§ **Written request**: Copy out the stretch of lines below from the line containing "In this picture, where can the roof" through the line containing "point(983, 214)", word for word.

§ **Data in this exercise**:
[Begin]
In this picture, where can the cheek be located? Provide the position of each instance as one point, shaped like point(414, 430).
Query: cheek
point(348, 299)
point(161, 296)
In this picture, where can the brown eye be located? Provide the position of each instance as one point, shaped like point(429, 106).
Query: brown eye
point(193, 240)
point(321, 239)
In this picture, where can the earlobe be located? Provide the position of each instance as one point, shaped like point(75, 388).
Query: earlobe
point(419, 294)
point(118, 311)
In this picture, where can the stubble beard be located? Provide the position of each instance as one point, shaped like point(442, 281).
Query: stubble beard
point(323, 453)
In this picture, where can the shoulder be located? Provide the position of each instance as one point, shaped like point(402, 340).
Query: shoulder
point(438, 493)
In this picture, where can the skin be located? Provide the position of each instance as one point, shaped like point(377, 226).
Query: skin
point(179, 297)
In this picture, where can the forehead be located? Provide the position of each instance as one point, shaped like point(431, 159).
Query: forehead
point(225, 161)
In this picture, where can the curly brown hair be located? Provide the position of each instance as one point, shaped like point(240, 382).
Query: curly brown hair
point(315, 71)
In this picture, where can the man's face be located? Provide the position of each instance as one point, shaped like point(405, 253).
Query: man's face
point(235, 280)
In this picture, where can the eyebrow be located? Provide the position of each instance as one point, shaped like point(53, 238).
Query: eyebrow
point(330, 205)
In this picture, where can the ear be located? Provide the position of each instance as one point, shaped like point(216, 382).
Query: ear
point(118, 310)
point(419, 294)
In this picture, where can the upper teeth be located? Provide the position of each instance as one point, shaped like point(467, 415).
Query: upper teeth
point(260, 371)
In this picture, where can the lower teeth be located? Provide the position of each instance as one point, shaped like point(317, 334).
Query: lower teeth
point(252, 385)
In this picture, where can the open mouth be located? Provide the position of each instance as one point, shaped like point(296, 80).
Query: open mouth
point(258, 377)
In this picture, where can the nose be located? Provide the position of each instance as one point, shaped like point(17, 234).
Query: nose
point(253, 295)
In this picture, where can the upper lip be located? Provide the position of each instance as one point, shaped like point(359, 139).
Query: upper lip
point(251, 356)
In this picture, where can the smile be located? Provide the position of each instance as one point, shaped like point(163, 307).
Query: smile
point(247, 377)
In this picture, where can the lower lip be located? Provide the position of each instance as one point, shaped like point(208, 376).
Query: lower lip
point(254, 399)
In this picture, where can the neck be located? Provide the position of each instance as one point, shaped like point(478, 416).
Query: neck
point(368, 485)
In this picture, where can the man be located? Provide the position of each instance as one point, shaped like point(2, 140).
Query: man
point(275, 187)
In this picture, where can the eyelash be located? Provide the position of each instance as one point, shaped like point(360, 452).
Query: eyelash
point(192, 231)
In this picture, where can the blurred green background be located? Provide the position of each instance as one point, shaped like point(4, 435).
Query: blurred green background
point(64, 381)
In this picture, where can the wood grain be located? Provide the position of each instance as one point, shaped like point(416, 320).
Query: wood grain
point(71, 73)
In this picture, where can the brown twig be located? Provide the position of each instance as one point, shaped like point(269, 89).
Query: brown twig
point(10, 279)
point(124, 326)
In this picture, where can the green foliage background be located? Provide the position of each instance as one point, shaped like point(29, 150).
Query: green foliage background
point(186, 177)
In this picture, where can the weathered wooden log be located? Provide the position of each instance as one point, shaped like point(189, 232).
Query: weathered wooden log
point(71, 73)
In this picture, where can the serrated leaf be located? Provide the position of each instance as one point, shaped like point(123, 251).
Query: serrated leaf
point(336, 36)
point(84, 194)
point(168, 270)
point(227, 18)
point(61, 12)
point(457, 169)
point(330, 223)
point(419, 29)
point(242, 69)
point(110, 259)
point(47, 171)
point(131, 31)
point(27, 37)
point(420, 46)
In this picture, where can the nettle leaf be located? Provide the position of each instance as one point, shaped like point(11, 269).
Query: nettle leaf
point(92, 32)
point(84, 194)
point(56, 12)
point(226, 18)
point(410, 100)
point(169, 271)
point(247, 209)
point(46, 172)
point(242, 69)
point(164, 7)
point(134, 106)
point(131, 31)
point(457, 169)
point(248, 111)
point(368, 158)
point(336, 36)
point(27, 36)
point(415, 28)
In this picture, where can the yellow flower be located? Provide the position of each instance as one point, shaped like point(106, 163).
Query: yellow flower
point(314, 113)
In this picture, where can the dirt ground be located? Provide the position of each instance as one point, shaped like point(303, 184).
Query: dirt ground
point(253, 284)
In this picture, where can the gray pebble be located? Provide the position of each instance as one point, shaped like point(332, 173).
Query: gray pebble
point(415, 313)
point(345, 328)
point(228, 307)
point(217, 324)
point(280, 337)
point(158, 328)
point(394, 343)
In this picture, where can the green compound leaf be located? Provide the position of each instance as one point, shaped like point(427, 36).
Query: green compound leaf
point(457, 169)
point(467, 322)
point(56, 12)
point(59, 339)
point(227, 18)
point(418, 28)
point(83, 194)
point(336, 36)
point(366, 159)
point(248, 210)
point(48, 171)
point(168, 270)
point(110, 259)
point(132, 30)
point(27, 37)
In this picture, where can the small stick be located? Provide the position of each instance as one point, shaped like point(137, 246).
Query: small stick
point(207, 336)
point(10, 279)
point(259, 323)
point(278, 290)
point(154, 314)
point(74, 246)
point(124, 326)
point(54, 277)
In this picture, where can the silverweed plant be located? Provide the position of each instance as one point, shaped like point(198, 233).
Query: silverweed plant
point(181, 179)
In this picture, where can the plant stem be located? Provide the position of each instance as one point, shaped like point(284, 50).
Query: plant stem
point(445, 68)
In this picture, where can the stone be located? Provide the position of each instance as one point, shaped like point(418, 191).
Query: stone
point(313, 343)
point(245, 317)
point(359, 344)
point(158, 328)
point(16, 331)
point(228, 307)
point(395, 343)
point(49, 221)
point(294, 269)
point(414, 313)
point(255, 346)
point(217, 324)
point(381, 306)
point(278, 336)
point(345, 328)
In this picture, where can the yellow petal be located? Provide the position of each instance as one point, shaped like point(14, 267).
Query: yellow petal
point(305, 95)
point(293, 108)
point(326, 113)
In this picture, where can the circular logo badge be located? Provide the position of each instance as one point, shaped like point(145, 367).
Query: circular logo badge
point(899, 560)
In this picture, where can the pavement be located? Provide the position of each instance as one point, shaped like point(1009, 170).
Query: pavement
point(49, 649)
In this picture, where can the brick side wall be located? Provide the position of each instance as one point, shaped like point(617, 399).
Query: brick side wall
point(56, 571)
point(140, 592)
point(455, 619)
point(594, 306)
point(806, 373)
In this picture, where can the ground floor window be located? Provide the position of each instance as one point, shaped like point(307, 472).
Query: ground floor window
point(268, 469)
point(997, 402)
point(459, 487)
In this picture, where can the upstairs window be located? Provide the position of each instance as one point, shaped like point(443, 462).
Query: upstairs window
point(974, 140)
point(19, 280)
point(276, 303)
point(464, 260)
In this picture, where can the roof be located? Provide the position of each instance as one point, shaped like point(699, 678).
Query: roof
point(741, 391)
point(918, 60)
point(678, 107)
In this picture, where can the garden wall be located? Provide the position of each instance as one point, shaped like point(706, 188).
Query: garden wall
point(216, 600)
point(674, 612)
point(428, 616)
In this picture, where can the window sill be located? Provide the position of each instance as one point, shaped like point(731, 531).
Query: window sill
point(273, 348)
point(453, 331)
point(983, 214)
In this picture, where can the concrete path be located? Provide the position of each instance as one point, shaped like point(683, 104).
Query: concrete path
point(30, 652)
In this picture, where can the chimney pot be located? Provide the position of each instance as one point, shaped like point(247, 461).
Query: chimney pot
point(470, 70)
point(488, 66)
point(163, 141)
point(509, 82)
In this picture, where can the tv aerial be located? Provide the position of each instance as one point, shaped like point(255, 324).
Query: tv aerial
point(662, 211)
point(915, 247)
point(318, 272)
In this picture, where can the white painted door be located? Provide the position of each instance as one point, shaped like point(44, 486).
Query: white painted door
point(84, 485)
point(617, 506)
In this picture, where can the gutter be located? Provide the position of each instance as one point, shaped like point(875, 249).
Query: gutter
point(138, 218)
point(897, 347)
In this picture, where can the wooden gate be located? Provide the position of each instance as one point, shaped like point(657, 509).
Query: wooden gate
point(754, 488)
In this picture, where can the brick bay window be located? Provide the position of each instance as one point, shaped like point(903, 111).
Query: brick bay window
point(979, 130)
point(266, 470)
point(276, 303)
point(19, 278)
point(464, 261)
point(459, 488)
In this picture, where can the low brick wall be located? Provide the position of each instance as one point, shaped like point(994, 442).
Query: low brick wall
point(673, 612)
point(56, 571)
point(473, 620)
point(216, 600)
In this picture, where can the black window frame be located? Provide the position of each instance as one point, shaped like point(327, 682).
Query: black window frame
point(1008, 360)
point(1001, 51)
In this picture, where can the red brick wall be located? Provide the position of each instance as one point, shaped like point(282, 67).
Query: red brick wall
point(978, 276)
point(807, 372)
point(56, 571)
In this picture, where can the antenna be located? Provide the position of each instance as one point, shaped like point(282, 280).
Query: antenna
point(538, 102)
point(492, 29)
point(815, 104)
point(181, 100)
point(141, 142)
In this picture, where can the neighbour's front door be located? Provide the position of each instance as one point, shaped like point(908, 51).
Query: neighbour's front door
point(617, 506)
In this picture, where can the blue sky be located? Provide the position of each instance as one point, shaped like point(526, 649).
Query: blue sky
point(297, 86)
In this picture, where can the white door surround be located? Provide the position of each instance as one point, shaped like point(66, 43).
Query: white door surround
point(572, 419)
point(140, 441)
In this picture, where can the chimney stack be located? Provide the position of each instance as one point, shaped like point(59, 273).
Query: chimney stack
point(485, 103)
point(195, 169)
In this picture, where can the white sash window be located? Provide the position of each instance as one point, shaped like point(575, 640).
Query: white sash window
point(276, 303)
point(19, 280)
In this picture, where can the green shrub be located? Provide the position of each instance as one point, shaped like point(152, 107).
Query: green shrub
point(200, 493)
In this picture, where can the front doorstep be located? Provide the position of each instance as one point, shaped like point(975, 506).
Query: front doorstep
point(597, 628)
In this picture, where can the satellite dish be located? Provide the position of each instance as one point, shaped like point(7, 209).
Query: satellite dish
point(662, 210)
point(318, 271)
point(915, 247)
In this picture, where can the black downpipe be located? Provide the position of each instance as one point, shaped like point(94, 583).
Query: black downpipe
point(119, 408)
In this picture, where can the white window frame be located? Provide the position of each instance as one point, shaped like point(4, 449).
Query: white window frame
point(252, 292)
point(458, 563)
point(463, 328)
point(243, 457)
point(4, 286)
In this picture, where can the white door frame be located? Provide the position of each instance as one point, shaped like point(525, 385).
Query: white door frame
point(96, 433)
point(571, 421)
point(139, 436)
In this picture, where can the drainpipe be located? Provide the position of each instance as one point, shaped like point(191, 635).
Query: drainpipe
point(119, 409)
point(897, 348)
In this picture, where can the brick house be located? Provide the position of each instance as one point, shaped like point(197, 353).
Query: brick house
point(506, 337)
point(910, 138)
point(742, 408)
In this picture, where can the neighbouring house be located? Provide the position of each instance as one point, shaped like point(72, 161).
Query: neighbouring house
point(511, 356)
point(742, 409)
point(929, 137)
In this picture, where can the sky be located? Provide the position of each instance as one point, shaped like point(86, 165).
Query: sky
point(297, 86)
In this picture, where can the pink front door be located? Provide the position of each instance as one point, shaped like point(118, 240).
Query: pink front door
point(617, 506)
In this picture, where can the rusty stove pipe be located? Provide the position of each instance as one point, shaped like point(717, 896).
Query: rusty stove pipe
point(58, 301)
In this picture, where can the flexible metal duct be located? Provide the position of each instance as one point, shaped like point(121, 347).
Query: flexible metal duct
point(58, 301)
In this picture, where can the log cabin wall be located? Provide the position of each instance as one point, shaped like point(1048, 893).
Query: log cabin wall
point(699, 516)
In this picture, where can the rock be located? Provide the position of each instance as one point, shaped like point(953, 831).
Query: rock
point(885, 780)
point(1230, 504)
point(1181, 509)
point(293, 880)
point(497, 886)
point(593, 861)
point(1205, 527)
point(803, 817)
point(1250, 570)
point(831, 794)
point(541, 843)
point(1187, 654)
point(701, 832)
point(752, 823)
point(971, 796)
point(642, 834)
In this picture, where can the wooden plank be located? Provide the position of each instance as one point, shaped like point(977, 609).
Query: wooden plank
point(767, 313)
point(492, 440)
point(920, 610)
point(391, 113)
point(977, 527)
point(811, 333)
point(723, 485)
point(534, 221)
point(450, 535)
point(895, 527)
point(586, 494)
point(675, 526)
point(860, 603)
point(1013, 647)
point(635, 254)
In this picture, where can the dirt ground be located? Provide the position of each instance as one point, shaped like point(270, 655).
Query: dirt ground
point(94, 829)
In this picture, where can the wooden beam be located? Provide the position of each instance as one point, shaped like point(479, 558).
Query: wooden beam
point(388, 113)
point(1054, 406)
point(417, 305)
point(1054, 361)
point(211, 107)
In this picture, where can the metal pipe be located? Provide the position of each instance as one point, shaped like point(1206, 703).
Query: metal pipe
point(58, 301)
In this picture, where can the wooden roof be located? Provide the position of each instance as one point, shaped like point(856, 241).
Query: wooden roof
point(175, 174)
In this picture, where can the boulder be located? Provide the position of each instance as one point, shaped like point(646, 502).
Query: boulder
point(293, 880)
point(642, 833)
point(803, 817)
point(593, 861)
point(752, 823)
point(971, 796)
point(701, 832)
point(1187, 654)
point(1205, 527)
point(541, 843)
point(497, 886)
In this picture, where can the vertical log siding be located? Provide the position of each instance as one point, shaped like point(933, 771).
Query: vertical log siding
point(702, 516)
[End]
§ **Result of the exercise**:
In this picture, where can the roof be located? Provide the position of each instance as one point, shaped like point(699, 678).
Query: roof
point(741, 391)
point(918, 60)
point(678, 107)
In this picture, where can the garden wall be located? Provide the position of each instance as one point, shaped like point(706, 188).
Query: garden wall
point(216, 600)
point(674, 612)
point(428, 616)
In this picture, where can the window sill be located? Provide the position of each instance as one point, shaped like point(731, 531).
Query: window sill
point(273, 348)
point(453, 331)
point(983, 214)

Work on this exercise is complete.